● TASK OBJECTIVE: Extract from the entries below, exactly as given, only the lines from the line containing "Query: paper note on wall" to the line containing "# test: pointer marks the wristwatch", both lines included.

[GIVEN RECORDS — start]

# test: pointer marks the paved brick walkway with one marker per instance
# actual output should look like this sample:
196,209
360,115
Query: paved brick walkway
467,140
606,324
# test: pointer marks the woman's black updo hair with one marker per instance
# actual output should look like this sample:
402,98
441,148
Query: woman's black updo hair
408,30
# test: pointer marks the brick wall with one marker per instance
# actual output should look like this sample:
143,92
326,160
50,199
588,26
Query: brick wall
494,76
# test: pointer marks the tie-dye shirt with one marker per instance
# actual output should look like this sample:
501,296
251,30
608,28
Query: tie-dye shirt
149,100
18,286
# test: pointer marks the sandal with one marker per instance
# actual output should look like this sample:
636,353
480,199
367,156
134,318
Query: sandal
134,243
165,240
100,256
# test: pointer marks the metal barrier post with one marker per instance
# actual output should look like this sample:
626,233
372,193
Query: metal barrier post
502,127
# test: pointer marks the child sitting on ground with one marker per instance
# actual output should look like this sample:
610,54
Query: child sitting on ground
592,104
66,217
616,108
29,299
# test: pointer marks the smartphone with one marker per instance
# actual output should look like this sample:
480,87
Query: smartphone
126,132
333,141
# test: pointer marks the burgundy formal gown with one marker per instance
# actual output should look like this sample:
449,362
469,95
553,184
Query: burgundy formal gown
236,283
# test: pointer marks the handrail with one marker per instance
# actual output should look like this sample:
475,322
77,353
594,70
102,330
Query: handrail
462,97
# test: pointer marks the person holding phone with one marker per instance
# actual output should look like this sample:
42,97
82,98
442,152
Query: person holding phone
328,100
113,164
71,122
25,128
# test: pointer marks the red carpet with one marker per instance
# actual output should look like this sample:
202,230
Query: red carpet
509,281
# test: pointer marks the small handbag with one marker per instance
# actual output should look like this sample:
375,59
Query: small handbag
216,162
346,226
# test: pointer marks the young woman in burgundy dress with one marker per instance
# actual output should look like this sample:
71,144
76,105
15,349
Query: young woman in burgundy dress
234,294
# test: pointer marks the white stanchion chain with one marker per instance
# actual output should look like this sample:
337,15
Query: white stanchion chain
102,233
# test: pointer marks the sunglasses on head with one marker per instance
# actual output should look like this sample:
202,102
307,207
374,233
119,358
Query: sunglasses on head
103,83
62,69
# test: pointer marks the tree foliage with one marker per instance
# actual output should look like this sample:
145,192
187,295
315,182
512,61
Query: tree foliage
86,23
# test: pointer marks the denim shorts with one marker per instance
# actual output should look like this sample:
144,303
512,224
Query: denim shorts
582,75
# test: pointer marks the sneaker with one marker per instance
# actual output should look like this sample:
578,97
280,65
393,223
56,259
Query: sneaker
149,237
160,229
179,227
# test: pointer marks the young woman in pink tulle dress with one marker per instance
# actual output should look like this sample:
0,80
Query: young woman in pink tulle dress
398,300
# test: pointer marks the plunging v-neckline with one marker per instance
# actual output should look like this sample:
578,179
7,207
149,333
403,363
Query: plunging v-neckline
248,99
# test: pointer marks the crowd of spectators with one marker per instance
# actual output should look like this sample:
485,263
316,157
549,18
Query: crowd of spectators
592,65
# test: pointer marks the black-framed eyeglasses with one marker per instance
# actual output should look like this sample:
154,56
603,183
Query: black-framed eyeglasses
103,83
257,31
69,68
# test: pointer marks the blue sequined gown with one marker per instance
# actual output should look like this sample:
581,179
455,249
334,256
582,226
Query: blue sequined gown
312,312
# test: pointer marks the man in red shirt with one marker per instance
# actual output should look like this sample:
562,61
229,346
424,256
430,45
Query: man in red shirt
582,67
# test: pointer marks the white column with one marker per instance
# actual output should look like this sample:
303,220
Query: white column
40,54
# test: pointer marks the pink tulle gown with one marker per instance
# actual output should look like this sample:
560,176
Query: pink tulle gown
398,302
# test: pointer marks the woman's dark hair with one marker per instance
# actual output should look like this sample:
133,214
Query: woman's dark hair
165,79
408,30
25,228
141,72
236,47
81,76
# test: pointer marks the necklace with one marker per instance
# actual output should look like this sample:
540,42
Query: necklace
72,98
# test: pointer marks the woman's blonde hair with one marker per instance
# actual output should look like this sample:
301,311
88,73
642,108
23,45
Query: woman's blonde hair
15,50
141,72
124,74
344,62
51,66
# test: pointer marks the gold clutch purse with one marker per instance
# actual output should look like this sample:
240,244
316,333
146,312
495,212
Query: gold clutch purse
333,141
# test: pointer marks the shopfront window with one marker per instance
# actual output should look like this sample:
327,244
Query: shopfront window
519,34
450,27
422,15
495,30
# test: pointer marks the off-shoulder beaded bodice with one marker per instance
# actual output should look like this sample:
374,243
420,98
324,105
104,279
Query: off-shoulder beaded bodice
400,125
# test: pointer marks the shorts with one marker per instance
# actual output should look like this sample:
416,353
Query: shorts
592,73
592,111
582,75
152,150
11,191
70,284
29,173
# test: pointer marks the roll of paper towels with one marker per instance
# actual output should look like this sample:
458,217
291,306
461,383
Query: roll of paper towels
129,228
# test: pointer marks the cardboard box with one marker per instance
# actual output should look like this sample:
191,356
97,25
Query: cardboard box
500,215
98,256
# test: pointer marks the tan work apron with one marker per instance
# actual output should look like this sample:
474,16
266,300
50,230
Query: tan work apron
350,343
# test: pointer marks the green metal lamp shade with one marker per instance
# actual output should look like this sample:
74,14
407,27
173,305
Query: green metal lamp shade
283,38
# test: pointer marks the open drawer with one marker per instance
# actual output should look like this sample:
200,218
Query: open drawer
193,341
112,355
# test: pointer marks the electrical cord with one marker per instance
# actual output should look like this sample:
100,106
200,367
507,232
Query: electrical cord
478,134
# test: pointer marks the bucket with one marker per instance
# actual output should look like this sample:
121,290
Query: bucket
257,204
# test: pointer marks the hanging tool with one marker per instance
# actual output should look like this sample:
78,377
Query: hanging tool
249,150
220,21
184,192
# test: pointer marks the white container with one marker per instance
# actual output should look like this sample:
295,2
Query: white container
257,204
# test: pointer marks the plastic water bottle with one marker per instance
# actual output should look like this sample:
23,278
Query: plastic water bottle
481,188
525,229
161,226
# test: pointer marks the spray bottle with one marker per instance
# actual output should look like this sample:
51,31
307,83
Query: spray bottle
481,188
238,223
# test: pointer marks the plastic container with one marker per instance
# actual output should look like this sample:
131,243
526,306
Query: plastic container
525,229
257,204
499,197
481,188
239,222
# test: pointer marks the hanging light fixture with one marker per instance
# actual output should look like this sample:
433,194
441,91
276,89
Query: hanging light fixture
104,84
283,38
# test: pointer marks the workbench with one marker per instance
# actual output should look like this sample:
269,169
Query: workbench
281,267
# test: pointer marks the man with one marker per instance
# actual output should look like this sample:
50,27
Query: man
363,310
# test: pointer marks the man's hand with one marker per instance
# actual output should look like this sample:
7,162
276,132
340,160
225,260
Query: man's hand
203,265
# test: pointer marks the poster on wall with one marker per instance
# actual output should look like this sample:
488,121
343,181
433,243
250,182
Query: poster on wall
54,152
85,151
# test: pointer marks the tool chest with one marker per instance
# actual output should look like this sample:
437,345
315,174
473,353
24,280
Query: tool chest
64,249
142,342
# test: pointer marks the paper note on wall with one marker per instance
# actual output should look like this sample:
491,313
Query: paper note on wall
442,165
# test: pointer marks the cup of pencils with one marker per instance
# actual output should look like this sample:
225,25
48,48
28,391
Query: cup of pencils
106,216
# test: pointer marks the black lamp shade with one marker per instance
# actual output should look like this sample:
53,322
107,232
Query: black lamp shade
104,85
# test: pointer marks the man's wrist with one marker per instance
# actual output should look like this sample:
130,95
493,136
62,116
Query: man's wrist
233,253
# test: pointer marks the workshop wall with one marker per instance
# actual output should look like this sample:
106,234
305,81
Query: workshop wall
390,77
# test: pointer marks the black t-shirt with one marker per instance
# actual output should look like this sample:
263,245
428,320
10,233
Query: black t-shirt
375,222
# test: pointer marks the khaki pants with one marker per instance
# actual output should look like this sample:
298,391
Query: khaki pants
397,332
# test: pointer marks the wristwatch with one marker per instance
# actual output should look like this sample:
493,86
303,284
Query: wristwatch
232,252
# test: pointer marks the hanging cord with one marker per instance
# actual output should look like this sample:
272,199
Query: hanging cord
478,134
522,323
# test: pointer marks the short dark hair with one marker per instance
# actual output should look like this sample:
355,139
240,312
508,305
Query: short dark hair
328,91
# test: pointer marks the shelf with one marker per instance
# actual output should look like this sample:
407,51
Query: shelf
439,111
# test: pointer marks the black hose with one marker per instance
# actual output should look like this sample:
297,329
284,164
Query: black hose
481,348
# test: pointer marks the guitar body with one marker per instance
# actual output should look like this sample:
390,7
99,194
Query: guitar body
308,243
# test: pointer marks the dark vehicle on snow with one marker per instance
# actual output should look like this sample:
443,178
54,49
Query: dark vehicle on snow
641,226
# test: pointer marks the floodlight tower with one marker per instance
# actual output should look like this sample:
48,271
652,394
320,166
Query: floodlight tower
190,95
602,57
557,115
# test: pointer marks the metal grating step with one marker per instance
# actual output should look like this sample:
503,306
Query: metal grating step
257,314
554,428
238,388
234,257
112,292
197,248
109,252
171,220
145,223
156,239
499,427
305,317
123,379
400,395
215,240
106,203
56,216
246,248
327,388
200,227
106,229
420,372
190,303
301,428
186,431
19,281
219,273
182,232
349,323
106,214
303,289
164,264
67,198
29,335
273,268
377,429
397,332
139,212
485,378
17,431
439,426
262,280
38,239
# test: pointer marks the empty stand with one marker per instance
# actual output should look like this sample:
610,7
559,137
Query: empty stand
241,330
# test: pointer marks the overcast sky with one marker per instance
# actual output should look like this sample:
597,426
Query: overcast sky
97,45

[GIVEN RECORDS — finish]

● PROBLEM SOLUTION:
Query: paper note on wall
442,165
# test: pointer marks the cup of pencils with one marker per instance
# actual output should look like this sample:
225,25
48,48
28,391
Query: cup of pencils
106,216
# test: pointer marks the black lamp shade with one marker per instance
# actual output should look like this sample:
53,322
107,232
Query: black lamp shade
104,85
# test: pointer marks the man's wrist with one marker per instance
# actual output should look like this sample:
130,95
493,136
62,116
Query: man's wrist
233,253
# test: pointer marks the workshop wall with one marker per instance
# actual output should look like this sample:
106,234
305,81
Query: workshop wall
390,77
# test: pointer marks the black t-shirt with one marker per instance
# actual output should look like this sample:
263,245
428,320
10,233
Query: black t-shirt
375,222
# test: pointer marks the khaki pants with one marker per instance
# actual output should look like this sample:
298,391
Query: khaki pants
397,332
# test: pointer marks the wristwatch with one marker per instance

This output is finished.